Record extracts section start

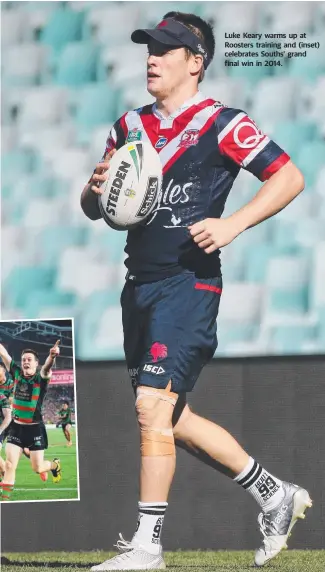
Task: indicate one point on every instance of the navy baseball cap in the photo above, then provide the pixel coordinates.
(173, 33)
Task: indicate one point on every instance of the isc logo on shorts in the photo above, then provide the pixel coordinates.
(157, 369)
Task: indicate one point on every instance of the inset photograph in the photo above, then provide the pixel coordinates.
(38, 420)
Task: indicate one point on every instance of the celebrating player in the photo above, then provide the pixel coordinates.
(66, 422)
(27, 428)
(173, 286)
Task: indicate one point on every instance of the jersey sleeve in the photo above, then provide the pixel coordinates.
(116, 137)
(241, 140)
(14, 369)
(4, 403)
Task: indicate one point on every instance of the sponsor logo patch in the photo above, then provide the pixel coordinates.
(149, 198)
(158, 351)
(161, 142)
(189, 138)
(157, 369)
(247, 135)
(134, 135)
(116, 187)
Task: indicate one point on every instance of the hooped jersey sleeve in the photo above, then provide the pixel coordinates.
(116, 137)
(15, 370)
(241, 140)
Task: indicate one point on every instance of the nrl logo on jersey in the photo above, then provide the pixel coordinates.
(134, 135)
(161, 142)
(190, 137)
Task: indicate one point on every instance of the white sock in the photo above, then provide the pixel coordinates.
(265, 488)
(150, 522)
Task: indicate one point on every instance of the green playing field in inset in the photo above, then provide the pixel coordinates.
(29, 486)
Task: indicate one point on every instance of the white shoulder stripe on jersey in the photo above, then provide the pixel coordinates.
(230, 126)
(113, 134)
(255, 152)
(133, 121)
(197, 122)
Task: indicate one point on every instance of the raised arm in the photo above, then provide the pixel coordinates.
(242, 142)
(6, 358)
(47, 367)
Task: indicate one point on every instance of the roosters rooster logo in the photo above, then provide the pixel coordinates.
(158, 351)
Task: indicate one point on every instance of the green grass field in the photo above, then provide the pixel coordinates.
(29, 485)
(288, 561)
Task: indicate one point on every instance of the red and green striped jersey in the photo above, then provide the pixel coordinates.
(65, 415)
(4, 404)
(7, 388)
(29, 393)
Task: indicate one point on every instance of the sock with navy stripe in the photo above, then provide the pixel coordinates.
(150, 522)
(266, 489)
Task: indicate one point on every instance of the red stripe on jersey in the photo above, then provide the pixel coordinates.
(124, 125)
(152, 127)
(241, 139)
(275, 166)
(200, 286)
(182, 150)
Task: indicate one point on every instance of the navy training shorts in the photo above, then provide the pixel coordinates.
(170, 329)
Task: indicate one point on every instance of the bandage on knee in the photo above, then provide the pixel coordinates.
(163, 394)
(155, 441)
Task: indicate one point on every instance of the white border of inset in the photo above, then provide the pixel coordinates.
(14, 321)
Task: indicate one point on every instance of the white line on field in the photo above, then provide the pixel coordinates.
(48, 490)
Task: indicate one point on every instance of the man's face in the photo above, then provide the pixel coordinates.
(2, 375)
(167, 69)
(29, 364)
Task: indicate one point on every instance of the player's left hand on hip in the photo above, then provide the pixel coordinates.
(212, 233)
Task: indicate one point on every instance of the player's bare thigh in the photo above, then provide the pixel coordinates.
(37, 460)
(13, 454)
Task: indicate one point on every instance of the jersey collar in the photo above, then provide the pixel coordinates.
(197, 98)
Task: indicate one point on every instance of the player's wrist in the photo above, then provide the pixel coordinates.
(239, 222)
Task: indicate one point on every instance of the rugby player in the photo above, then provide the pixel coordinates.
(5, 412)
(27, 429)
(6, 391)
(66, 422)
(173, 286)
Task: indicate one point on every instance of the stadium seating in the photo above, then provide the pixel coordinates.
(69, 70)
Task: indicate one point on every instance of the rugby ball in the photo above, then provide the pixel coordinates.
(133, 185)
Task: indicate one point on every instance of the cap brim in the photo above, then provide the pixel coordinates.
(143, 37)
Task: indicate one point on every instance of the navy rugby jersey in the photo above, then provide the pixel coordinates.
(202, 147)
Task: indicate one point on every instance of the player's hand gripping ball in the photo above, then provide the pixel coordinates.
(129, 192)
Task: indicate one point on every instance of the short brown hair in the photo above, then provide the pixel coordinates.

Record extracts section end

**Exercise requirements**
Please copy the data shown above, line by line and exactly, omitting the images.

**Answer space**
Task: indicate one point on every instance of the navy baseball cap in the photo above, then provide the pixel coordinates.
(173, 33)
Task: indicate one point on every instance of the isc logo on shorts in the photo above, then provide the pixel coordinates.
(157, 369)
Task: indicate one point on every instance of the inset photograph in the photo above, then provide the pixel coordinates.
(38, 420)
Task: indicate one point on every instance of the celebrating player in the photo above, then provide the pixel coordinates.
(66, 422)
(27, 428)
(173, 286)
Task: indicate one point on every instance of the jersey sleeve in the photo above, then provide the pixel coordinates.
(116, 137)
(241, 140)
(14, 369)
(4, 403)
Task: indicate one point on every instance of the sponsor logo patch in the photo above, then provide the pixel coordinates.
(149, 198)
(158, 351)
(161, 142)
(189, 138)
(157, 369)
(247, 135)
(134, 135)
(116, 187)
Task: indicate one point on every instance of the hooped jersey sleeve in the photo above, then provide the pixel coordinates.
(116, 137)
(15, 370)
(241, 140)
Task: indicate one point on every instance of the nrl logo on jersey in the photo above, then provide the pixel coordinates.
(134, 135)
(161, 142)
(190, 137)
Task: indicate one point on every instance of the white sock in the photo above, then provide the pixel coordinates.
(265, 488)
(150, 522)
Task: indicate one point on every instance of the green playing field in inset in the photo above, then provide the pixel coordinates.
(29, 486)
Task: indicate one point on every instance of the white shoulder stripe on jersey in the photo above, then provide the pixel coordinates.
(230, 126)
(113, 134)
(255, 152)
(133, 121)
(197, 122)
Task: indicate one point on every instance of the raised arm in the photo above, then provide the pixel coordinates.
(242, 142)
(6, 358)
(47, 367)
Task: indicate one point on every instance of the roosters rooster logo in the photo above, then provide the pixel coordinates.
(158, 351)
Task: indicate one point on every instance of the green grass field in the photo above, then provide the pixel coordinates.
(29, 485)
(288, 561)
Task: indicate one point on every instance of the red and green striped jersey in the photo above, then provide the pixel coordinates.
(65, 415)
(4, 404)
(7, 388)
(29, 393)
Task: indicate one point on every instance of the sock with navy stripe in the photo above, then provide the pixel coordinates.
(150, 522)
(266, 489)
Task: indicate one point on every instance of the red stripe on jersey in the photo above, then provide the pixel coordinates.
(124, 125)
(152, 127)
(241, 139)
(275, 166)
(200, 286)
(182, 150)
Task: indicate one point on every instance of the navy training shorts in the photo above, then provide the pixel coordinates.
(170, 329)
Task: indicate one point on every instance of the bandage on knee in the photo above, then provide the pixel coordinates.
(163, 394)
(155, 441)
Task: indicate one point on every instance of the white border of inset in the photo above, then provide the pixel coordinates.
(14, 321)
Task: indicate one point on every instance of the white line on field in the photo above, then provide the pixel coordinates.
(48, 490)
Task: indicate one point on every instance of the man's face in the photo above, then provide the pixel coordinates.
(2, 375)
(167, 69)
(29, 364)
Task: indicate one point on every instance of the player's left hand on hip in the photo above, then provide the pixel coordinates.
(212, 233)
Task: indicate one point on every instance of the player's bare thigh in the photo above, then provide the pixel coordinates.
(37, 460)
(13, 454)
Task: indicate one point on every instance of the jersey collar in the photo above, then provide the pixel coordinates.
(197, 98)
Task: indicate one point on every instance of the player's wrist in the photo above, then provide the pixel coordinates.
(239, 222)
Task: indicate one point on every instance of the rugby player in the photo above, then provide the pixel coordinates.
(5, 412)
(27, 429)
(6, 391)
(66, 422)
(173, 286)
Task: indicate one point on every instance of the stadium seating in the photo above, then provide the pixel coordinates.
(69, 70)
Task: indicate one point on every instance of the rugby ball in the photo above, then provide the pixel coordinates.
(133, 185)
Task: indicate one point on every instance of the cap brim in the photo above, then provide the pixel coordinates.
(143, 37)
Task: indicate one point on every instance of the navy rugby jersey in the photo above, then provide the pixel coordinates.
(202, 147)
Task: indicate one point on every instance of the player's hand gripping ball in the photo above, then provide the pixel coordinates.
(129, 192)
Task: indicate one point on every instance of the short brown hair in the photo above, then provide the pixel coordinates.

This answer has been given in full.